◆ **Request**
Rewrite the part that opens with the line containing "identify any circular" and closes with the line containing "[0,61,103,103]", replacing "walkway" with "path" and leaving everything else unchanged; return only those lines.
------ Input material
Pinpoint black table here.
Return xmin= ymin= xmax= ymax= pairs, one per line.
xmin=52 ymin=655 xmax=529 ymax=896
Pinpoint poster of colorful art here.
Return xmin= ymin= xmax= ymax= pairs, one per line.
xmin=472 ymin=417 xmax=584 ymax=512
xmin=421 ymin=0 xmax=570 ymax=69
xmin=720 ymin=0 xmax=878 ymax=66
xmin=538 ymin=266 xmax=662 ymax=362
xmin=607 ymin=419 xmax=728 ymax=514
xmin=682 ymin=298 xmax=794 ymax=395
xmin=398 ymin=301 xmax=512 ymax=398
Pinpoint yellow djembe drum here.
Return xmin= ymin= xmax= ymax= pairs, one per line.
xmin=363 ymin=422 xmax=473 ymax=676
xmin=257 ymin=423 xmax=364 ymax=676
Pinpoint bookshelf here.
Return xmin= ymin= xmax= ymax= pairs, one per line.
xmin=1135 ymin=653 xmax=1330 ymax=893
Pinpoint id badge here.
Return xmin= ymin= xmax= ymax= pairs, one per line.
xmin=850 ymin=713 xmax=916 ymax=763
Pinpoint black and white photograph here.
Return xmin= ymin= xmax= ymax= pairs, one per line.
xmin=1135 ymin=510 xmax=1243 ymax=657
------------
------ Input material
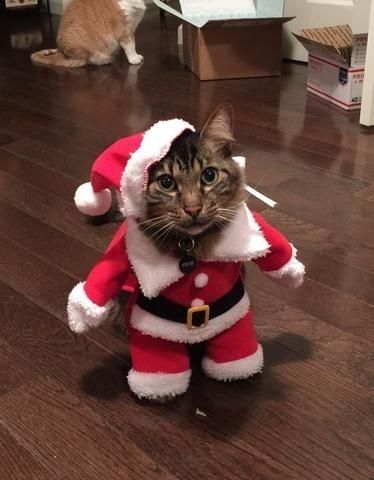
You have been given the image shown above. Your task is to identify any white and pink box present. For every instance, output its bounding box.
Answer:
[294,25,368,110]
------------
------ Input material
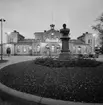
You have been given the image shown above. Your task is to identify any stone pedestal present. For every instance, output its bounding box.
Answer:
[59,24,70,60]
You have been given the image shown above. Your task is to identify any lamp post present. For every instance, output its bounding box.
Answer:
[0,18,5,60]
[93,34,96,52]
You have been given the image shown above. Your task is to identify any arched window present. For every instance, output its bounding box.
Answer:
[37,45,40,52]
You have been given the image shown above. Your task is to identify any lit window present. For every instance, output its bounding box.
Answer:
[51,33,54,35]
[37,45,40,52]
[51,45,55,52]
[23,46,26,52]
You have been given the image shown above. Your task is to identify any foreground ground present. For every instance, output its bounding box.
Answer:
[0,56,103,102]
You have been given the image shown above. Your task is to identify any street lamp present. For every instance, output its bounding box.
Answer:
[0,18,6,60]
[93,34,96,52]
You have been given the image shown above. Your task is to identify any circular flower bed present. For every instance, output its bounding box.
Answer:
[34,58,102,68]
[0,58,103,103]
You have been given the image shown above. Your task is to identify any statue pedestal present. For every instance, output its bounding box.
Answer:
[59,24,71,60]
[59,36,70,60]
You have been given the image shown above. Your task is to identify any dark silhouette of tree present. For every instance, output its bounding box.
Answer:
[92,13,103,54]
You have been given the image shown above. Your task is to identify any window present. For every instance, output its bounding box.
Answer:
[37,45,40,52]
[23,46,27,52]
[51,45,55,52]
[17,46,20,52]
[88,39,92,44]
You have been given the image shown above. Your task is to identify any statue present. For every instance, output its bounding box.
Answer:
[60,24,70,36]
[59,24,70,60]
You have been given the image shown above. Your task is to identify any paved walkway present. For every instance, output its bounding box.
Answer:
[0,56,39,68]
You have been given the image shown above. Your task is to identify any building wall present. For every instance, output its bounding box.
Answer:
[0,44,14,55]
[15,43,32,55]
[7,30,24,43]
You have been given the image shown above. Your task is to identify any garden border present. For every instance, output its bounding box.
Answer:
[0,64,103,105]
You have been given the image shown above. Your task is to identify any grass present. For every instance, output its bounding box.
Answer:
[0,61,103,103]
------------
◆ **Task solution**
You have been given the image shown above. Your task is to identify any circular flower bed present. For every instance, output its bounding box.
Answer:
[34,58,102,68]
[0,58,103,103]
You have been given the image shown above. Your task is to identify any statue pedestal present. For every instance, output its bounding box.
Answer:
[59,24,71,60]
[59,36,70,60]
You have been given the image shown above. Your task is to identify any dark silhouette of tree present. For every instance, output its bounding box.
Answer:
[92,13,103,54]
You have been given the image shown above. Your task is to identify any window present. For every instance, output its bounding box.
Answer:
[37,45,40,52]
[23,46,27,52]
[51,45,55,52]
[17,46,20,52]
[88,39,92,44]
You have been given the image shown above. Your task is to identify any statue present. For every instance, output its bounding box.
Answer:
[60,24,70,36]
[59,24,70,60]
You have been given the image shown above. Your task is to identify any paved path present. For every instance, output its bounding box.
Answer:
[0,56,39,68]
You have been given the image shown above. Your task is to identify any building wall present. For every instance, output its bounding box.
Answer:
[0,44,14,55]
[15,43,32,55]
[7,30,24,43]
You have been given the image shown above. Your task is to identify any garden border present. For every instance, output its bounding box.
Answer:
[0,64,103,105]
You have been given the image shown above. Your task is to identify any grass present. For every instance, output its bounding box.
Answer:
[0,61,103,103]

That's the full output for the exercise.